INSTRUCTION: Count the lines in the data below that contain the string "Outline" with matching capitalization, and reply with that number alone.

TASK DATA:

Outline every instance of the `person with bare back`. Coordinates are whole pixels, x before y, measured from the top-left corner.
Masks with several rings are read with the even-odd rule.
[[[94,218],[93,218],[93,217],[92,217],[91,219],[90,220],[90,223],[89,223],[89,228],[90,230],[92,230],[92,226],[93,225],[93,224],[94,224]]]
* * *
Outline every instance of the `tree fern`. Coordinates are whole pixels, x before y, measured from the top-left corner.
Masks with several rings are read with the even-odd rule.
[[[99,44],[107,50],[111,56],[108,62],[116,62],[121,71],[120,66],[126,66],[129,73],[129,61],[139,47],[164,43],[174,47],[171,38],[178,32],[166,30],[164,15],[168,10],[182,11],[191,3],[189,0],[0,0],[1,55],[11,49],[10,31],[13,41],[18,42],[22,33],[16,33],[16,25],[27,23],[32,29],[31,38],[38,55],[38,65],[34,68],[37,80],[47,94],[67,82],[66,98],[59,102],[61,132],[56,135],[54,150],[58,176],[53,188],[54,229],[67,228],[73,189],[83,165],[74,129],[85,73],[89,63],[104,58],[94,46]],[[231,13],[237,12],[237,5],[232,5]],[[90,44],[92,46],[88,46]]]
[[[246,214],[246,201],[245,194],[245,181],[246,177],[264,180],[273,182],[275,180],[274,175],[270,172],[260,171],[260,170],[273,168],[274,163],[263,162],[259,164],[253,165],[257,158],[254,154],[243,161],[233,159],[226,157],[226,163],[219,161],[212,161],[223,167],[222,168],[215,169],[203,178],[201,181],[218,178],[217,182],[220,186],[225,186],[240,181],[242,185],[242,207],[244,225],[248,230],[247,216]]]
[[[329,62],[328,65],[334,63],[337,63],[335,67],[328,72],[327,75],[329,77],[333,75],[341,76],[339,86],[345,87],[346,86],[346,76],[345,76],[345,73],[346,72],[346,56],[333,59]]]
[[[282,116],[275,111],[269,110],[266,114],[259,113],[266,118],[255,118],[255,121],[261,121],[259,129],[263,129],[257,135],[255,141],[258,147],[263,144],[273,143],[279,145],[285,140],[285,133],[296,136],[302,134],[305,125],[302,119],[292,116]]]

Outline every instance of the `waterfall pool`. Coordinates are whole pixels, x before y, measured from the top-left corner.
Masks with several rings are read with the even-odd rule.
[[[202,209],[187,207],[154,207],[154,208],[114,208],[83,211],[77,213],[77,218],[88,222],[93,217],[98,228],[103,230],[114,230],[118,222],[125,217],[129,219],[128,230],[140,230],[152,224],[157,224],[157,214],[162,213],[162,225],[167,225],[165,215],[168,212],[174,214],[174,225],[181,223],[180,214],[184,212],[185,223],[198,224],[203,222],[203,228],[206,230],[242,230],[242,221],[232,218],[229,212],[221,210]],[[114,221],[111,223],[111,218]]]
...
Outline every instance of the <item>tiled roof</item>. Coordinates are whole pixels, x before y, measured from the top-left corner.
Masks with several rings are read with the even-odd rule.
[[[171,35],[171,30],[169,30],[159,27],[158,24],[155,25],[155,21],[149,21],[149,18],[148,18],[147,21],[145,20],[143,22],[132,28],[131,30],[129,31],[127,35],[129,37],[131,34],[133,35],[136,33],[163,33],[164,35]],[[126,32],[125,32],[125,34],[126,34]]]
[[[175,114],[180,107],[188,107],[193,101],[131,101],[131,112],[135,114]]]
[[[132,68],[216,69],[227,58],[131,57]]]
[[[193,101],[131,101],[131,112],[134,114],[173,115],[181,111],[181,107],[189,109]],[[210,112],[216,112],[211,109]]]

TASK OUTPUT: 4